• TASK GOAL: The records follow. Transcribe only the lines from the line containing "of the riverbank" through the end, both ends included, and leave out the pictures.

(Position identification records)

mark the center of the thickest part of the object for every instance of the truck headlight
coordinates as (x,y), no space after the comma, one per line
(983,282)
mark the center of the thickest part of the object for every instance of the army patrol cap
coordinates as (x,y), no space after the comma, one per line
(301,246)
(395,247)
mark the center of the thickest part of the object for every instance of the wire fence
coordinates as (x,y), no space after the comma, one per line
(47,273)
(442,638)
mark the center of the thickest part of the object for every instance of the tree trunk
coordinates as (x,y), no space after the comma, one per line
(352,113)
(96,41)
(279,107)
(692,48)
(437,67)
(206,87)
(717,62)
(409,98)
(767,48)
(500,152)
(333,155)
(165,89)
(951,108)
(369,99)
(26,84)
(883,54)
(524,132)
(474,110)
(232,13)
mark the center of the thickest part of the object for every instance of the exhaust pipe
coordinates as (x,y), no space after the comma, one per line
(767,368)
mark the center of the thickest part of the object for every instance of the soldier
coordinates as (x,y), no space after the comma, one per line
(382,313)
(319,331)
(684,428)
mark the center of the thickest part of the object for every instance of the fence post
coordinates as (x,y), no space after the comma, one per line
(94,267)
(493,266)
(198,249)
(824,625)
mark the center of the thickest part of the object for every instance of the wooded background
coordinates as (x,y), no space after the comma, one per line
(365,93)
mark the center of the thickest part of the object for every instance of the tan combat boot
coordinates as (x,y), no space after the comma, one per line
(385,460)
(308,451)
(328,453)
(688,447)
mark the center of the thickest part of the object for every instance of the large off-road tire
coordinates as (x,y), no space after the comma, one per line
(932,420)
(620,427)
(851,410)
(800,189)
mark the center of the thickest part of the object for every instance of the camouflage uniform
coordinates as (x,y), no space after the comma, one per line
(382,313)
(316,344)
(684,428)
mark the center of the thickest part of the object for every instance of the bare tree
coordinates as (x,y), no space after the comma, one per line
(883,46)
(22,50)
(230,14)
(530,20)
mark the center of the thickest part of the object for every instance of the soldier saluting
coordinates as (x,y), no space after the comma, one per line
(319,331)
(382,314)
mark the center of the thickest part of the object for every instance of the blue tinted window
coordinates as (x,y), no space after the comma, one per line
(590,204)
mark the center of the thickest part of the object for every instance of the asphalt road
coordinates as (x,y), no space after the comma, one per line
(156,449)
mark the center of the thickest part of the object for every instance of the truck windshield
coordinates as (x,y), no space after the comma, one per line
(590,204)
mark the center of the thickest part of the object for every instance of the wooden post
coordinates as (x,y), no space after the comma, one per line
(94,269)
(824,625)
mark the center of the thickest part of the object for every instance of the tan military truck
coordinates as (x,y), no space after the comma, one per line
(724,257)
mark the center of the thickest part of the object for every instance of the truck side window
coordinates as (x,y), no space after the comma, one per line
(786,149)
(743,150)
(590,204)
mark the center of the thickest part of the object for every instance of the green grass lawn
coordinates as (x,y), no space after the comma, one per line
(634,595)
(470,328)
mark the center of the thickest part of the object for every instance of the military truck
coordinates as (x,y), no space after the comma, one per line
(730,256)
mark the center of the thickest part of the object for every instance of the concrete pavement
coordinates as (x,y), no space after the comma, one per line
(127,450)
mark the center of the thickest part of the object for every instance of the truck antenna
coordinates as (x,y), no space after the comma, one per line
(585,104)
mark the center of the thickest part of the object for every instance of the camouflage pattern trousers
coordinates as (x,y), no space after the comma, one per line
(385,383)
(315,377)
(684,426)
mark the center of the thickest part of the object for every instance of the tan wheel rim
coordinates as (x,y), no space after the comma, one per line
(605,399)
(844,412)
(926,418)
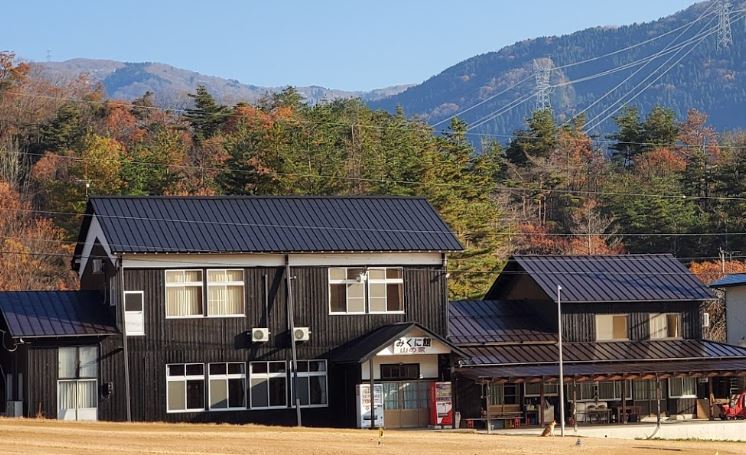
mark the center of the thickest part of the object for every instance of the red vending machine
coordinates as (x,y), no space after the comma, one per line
(441,404)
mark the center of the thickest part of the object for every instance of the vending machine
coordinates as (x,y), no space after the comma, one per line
(363,405)
(441,404)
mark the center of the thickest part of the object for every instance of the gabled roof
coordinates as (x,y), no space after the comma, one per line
(30,314)
(367,346)
(268,224)
(597,352)
(737,279)
(618,278)
(490,321)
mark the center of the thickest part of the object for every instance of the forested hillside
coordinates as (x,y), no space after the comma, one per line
(694,74)
(672,184)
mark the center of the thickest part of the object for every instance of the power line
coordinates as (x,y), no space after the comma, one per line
(505,188)
(628,78)
(694,46)
(458,114)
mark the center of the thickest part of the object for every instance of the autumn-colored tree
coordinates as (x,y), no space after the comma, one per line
(34,254)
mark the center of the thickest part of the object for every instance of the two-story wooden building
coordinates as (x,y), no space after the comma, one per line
(237,309)
(633,347)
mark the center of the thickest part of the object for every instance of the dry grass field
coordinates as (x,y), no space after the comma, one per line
(19,436)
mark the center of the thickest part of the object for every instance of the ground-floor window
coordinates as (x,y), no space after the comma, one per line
(268,384)
(405,395)
(503,394)
(312,384)
(227,383)
(682,388)
(185,389)
(604,391)
(644,390)
(533,389)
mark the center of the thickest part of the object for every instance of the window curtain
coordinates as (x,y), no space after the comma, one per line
(87,394)
(68,363)
(658,326)
(184,301)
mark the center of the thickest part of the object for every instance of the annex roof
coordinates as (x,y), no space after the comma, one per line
(598,352)
(737,279)
(30,314)
(617,278)
(250,224)
(490,321)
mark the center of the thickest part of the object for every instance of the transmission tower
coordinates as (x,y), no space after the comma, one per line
(542,70)
(725,37)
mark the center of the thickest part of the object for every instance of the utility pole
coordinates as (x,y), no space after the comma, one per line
(725,36)
(543,72)
(562,373)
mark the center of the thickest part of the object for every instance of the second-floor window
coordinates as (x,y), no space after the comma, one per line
(184,293)
(665,325)
(357,290)
(612,327)
(225,292)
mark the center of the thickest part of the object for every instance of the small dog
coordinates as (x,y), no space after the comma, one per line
(549,429)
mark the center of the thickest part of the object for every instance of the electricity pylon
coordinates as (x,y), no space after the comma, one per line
(543,71)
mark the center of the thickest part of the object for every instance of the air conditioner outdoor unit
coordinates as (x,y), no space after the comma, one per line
(259,334)
(301,334)
(14,409)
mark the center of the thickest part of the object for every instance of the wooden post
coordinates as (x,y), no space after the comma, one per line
(574,405)
(710,398)
(624,402)
(487,407)
(657,400)
(541,402)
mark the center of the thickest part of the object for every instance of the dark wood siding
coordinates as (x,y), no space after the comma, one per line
(205,340)
(579,322)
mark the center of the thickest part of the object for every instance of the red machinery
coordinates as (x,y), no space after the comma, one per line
(736,410)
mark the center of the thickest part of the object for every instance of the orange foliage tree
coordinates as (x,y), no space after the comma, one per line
(34,255)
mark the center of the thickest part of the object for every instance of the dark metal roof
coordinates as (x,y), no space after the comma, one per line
(596,352)
(30,314)
(738,279)
(588,370)
(365,347)
(620,278)
(268,224)
(490,321)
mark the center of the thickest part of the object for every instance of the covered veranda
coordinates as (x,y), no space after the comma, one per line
(606,392)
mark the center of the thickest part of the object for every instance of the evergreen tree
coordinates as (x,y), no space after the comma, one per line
(207,116)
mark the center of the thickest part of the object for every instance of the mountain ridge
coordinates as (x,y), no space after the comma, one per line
(170,84)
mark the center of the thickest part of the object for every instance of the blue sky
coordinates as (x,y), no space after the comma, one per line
(349,44)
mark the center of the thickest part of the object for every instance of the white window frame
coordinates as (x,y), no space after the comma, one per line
(309,374)
(225,284)
(665,315)
(552,385)
(346,281)
(226,377)
(694,380)
(385,281)
(267,376)
(141,313)
(200,283)
(611,315)
(184,379)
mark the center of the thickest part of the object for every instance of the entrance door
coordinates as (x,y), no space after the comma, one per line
(406,404)
(77,399)
(77,384)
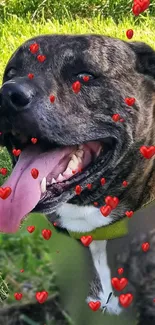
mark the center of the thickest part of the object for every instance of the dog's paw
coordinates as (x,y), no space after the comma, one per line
(111,306)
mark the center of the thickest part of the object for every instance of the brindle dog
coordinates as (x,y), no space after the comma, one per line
(41,98)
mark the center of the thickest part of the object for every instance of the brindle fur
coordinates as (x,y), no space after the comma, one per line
(122,69)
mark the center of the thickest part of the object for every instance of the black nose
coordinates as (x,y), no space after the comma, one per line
(15,95)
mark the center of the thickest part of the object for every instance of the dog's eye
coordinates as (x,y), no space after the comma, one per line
(85,76)
(10,73)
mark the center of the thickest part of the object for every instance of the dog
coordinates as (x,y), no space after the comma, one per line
(68,93)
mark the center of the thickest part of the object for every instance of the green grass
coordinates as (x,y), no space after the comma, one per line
(30,251)
(35,9)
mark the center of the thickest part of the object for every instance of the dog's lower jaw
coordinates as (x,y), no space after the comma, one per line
(109,303)
(80,219)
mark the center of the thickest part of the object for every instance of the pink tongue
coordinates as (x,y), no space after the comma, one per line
(26,191)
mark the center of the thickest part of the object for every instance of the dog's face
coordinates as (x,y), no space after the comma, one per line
(78,140)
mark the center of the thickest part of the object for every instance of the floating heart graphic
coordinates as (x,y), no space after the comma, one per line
(145,247)
(76,86)
(46,233)
(129,33)
(105,210)
(89,186)
(3,171)
(52,98)
(125,183)
(34,140)
(78,189)
(126,299)
(103,181)
(144,4)
(147,152)
(16,152)
(41,296)
(112,201)
(18,296)
(5,192)
(86,78)
(94,305)
(129,214)
(136,9)
(129,101)
(30,75)
(41,58)
(31,229)
(119,284)
(120,270)
(34,48)
(34,173)
(116,117)
(86,240)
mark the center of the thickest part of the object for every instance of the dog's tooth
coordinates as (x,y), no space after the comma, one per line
(72,165)
(60,178)
(67,172)
(79,153)
(43,185)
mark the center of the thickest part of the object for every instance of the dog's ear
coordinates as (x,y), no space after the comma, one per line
(145,58)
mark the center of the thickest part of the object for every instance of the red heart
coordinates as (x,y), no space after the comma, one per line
(41,58)
(136,9)
(86,78)
(126,299)
(46,233)
(5,192)
(125,183)
(52,98)
(130,101)
(129,214)
(86,240)
(18,296)
(105,210)
(144,5)
(147,152)
(120,270)
(76,86)
(31,229)
(145,247)
(94,305)
(30,75)
(34,48)
(89,186)
(103,181)
(129,33)
(112,201)
(41,296)
(34,173)
(34,140)
(119,284)
(78,189)
(3,171)
(116,117)
(16,152)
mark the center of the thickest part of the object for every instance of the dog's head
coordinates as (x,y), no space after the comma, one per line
(64,91)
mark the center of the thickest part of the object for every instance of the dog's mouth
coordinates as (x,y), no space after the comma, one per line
(60,169)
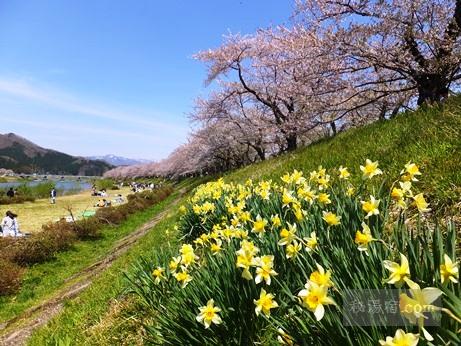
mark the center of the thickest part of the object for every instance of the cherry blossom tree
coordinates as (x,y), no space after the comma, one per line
(391,46)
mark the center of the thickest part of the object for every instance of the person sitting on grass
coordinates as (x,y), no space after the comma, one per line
(10,225)
(53,196)
(10,193)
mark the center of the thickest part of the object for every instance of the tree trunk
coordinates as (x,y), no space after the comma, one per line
(260,152)
(292,141)
(431,89)
(333,128)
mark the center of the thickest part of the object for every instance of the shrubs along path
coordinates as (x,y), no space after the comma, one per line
(21,327)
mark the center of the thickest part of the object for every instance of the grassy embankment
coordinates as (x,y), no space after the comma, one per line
(99,315)
(431,138)
(32,215)
(41,281)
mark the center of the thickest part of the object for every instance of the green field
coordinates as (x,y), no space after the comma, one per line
(105,314)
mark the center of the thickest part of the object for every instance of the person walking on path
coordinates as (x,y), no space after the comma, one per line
(53,196)
(10,225)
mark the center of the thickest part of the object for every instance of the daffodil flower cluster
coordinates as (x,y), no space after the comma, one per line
(265,227)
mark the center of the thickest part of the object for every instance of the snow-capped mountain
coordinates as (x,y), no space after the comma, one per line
(115,160)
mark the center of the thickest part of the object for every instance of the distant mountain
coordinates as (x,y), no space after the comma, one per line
(118,160)
(23,156)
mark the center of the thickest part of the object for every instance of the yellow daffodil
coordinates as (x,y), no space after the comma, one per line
(370,169)
(283,338)
(324,198)
(197,209)
(287,235)
(363,238)
(287,198)
(245,261)
(311,242)
(350,191)
(410,171)
(297,177)
(449,271)
(371,207)
(331,218)
(298,212)
(265,303)
(314,297)
(182,209)
(174,263)
(401,339)
(183,277)
(421,203)
(414,307)
(399,272)
(293,249)
(305,193)
(216,247)
(343,173)
(259,225)
(321,277)
(275,220)
(157,273)
(209,314)
(188,256)
(323,181)
(245,258)
(265,270)
(244,216)
(397,194)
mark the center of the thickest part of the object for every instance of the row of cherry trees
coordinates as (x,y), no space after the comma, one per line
(340,63)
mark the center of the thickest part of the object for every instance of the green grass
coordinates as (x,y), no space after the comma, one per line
(42,280)
(89,319)
(429,137)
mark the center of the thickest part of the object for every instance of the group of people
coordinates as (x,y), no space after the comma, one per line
(139,187)
(11,192)
(10,226)
(102,193)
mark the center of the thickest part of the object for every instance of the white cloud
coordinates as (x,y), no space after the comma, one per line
(58,99)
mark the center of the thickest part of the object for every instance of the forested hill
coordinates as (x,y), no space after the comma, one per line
(23,156)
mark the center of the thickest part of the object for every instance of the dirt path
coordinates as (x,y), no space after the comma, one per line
(37,316)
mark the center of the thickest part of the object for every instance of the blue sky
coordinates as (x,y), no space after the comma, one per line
(94,77)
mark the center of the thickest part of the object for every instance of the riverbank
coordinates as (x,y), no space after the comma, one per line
(32,215)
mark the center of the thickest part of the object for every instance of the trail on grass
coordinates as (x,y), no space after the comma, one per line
(22,326)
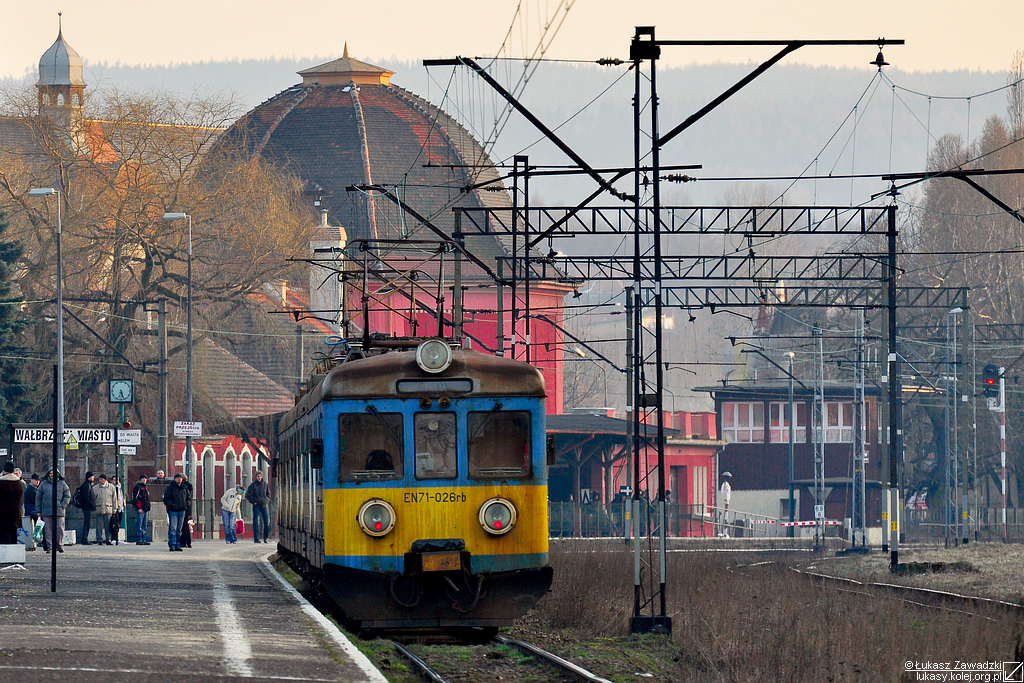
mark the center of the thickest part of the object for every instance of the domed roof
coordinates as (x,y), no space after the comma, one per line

• WRITTEN ANSWER:
mark the center of the thickest part of the object for every instance of the riverbank
coordinates as (x,y), no space after the comma, one per line
(32,215)
mark the center of the thickest part of the object for every instance of the trail on grass
coordinates as (x,y), no space after the comma, one per line
(22,326)
mark the center of the thickest part of the object for every instance of the domed roof
coordinates as (x,y), no space after the comma, one per line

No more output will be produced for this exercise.